## Written exercise 1
In the passage on Hardy and attitudes toward Jews, why does the author judge it unlikely that Hardy held much subconscious antisemitic bias? Answer in one to three sentences.

This is an impossible question to answer definitively without a supporting quote from the author. No such quote appears to exist: I haven't been able to source anything in which Hardy discusses his religious or racial views. However, we can place this in the wider context of the time
Hardy was born in 1840, at which point acceptance of Jews in British society had turned a corner. Catholics had been emancipated by a series of laws passed in 1829, and Jews hoped that this set a precedent for religious freedom across the board. They were not disappointed: Parliament engaged with the issue and by 1837, matters had advanced to the point where Queen Victoria knighted a Jew, Moses Haim Montefiore. By 1858 Jewish emancipation had been enshrined in law, there was a Jew in the House of Commons, a Jewish baronet, and a Jew sitting as Mayor of London.
The change in attitudes was reflected in contemporary literature. Strong arguments can be made that the work of both George Eliot and William Makepeace Thackeray contain purposeful themes critiquing discrimination against Jews.This does not, of course, mean that anti-semitism vanished over these years. H. Rider Haggard's 1885 novel She contains a chapter in which two characters have a virulently anti-semitic discussion. However, there can be little doubt that it did diminish.
Hardy, therefore, would have been raised at a time when it was not the prevailing cultural attitude. He lived in cosmopolitan London as a student in the 1860's, exactly the time and place in which this chain of events was reaching its zenith. He was also well known for his views on social reform and liberalism. It, therefore, seems unlikely that Hardy would have held much in the way of subconscious antisemitic bias.

## Written exercise 2
Reproduce, unchanged, the lines of the records starting with the line that contains "point: snow-covered roof" and going on through the last line of the records.

## Input rows
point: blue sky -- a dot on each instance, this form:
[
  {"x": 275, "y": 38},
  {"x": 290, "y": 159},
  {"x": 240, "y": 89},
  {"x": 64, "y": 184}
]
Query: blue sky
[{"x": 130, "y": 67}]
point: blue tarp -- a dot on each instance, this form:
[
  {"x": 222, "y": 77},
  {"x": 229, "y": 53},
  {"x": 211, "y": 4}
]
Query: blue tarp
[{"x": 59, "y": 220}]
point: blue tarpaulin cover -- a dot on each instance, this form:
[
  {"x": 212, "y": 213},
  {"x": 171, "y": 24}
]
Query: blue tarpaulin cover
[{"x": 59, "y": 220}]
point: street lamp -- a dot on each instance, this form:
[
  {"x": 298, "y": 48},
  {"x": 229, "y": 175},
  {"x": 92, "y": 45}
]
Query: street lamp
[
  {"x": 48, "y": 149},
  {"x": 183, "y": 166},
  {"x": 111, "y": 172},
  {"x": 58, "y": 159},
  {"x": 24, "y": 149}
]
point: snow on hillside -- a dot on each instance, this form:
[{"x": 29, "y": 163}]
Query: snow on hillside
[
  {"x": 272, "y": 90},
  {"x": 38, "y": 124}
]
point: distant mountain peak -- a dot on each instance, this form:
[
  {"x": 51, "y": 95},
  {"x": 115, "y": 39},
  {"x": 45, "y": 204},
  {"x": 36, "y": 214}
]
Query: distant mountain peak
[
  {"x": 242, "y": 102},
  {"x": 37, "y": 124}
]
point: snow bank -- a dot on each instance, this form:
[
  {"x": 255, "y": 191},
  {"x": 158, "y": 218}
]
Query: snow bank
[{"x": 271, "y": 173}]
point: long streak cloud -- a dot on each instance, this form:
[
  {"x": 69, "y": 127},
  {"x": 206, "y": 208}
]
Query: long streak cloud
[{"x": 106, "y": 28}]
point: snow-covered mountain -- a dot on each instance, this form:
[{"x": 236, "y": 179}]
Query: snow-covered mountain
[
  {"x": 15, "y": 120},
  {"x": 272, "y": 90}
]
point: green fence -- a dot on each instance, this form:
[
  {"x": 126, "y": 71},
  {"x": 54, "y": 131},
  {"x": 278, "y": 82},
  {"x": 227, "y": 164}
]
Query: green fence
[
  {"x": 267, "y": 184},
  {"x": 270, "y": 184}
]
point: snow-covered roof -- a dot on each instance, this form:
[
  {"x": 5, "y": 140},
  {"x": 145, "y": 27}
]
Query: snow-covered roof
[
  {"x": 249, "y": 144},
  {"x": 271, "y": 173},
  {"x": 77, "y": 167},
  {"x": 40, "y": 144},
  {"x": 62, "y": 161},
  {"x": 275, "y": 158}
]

## Output 1
Hardy grew up when antisemitism was no longer the prevailing cultural attitude, and he lived in London as a student in the 1860s, the time and place where the move toward Jewish emancipation was at its peak. He was also well known for his views on social reform and liberalism.

## Output 2
point: snow-covered roof -- a dot on each instance, this form:
[
  {"x": 5, "y": 140},
  {"x": 145, "y": 27}
]
Query: snow-covered roof
[
  {"x": 249, "y": 144},
  {"x": 271, "y": 173},
  {"x": 77, "y": 167},
  {"x": 40, "y": 144},
  {"x": 62, "y": 161},
  {"x": 275, "y": 158}
]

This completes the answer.